**Records supplied:**
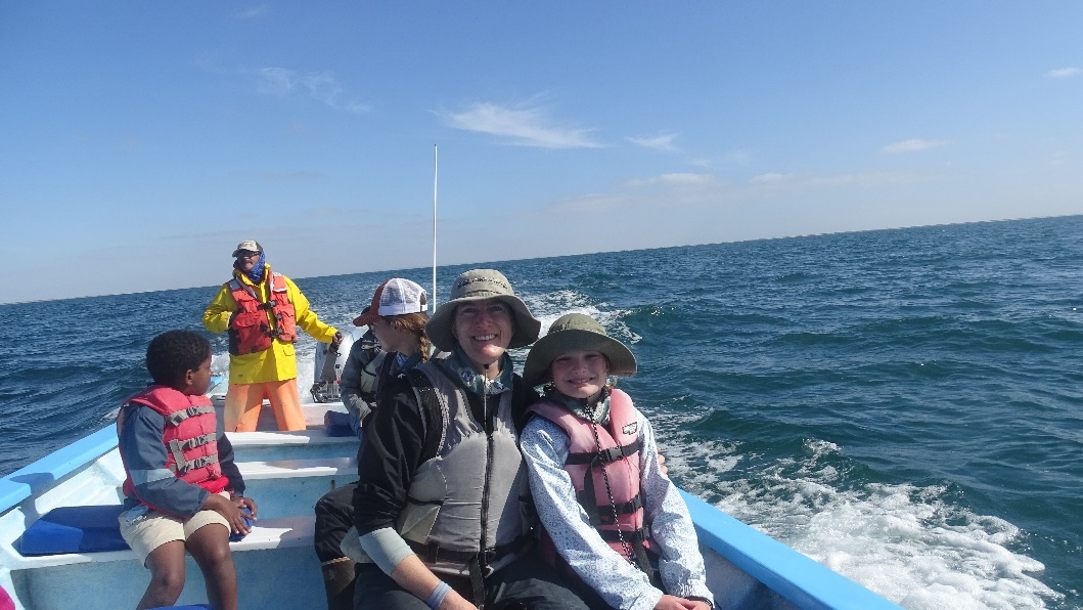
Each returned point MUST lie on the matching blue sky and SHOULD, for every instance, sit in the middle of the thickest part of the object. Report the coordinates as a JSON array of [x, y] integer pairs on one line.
[[141, 141]]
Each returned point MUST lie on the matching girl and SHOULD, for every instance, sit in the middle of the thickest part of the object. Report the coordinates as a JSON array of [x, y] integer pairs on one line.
[[609, 511]]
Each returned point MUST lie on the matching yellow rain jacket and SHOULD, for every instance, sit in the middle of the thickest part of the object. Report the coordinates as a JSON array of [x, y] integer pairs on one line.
[[277, 363]]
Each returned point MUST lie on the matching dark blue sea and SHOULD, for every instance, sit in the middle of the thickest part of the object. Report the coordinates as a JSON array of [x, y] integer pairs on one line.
[[904, 406]]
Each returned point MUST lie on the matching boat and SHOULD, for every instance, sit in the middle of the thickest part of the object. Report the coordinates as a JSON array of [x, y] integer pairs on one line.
[[276, 566]]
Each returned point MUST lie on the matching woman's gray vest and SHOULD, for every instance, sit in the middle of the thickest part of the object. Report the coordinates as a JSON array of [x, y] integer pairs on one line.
[[471, 495]]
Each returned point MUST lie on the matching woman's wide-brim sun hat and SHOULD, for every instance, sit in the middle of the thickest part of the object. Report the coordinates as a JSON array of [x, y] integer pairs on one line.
[[576, 332], [475, 285]]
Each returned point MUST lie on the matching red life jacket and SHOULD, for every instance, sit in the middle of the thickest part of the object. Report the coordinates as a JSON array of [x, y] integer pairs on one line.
[[620, 452], [251, 329], [190, 437]]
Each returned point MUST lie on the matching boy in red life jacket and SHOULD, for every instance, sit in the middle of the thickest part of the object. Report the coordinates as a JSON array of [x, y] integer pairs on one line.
[[609, 511], [183, 490]]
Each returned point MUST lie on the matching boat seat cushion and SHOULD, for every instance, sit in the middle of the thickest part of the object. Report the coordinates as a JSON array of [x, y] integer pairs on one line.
[[75, 529]]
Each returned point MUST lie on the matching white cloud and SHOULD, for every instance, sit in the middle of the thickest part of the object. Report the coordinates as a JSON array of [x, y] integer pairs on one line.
[[770, 178], [914, 145], [1064, 73], [320, 86], [663, 142], [675, 180], [527, 126]]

**Exercise aim:** When you set down the material above, keep every word exact and include no pictures.

**Worked solution:**
Each returned point MUST lie on the matching blue sky and SHOULD, for every instance, sit in the middle of the thickest part of the object. Report the coordinates as a JSON array of [x, y] integer pairs on one line.
[[141, 141]]
Each returned point MUST lie on the matching girl and SHOULD, for every instance, sit in the middle of the thickest part of the object. Report the coordinates as a JSON array of [x, y] integer pairs on one line.
[[609, 511]]
Each returned point MUST lie on the matching yellow rain jacket and SHOULD, for every instance, sit in the middle of the thickest part of the object. Report the coordinates as a JSON array of [x, y] integer pairs on one line.
[[277, 363]]
Each returned point MUST lie on the matching dark blue sea and SHOULD, for every instance, sit in the middle of the thickest part of the object. Report the coordinates as a JSON array of [x, y] integer pairs on one line.
[[904, 406]]
Each returned point MUST lie on the matching boat and SHOULD, for every instance, sit in the middle of the thickest part of the object. Report the coordinates as a JSON array of [x, y] integer pairs on one line.
[[276, 566]]
Each returned point MUST lie on the matching woman's gray vest and SHOULD, for every instance, sit in the middle of the thickest part of the object. Report the coordinates as a JSON array of [x, y] integer pairs on one line.
[[471, 495]]
Each returned point MUST lie on the matching woman's wide-brim sun hat and SHOULD, for every instance, sit in the middle of the thickest part of the object. Report the coordinates as a JSON array of [x, y] integer pairs on one line.
[[576, 332], [475, 285]]
Each returned point MUST lie on the matching red life jacket and SHOULD, for every instance, sit in the middle of the thickest part of the object. Report the coordinates as a JSON array of [x, y] integer pairs on one line.
[[620, 452], [251, 329], [190, 437]]
Each returned point MUST lie on the matching boy in red life jacket and SHOULD, for every instance, sit in the middle of the thickest part of the object. Report the coordinates as a JSON array of [x, y] integer pairs on one line.
[[609, 511], [183, 490]]
Each returned point MUST lie on the matching boat seat cushion and SHOULD, for every instance, sit in the middle of the thickest part of the object. Report the coordinates as a JSON array of [x, y] integer pairs on one line.
[[75, 529]]
Each returned point MUST lie on the matching white cloud and SHOULD, for every instance, sit in the middle of the thickest part of the object. Report the coordinates as a JSON array of [x, y] integer pairs on one line.
[[770, 178], [914, 145], [1064, 73], [320, 86], [663, 142], [675, 180], [527, 126]]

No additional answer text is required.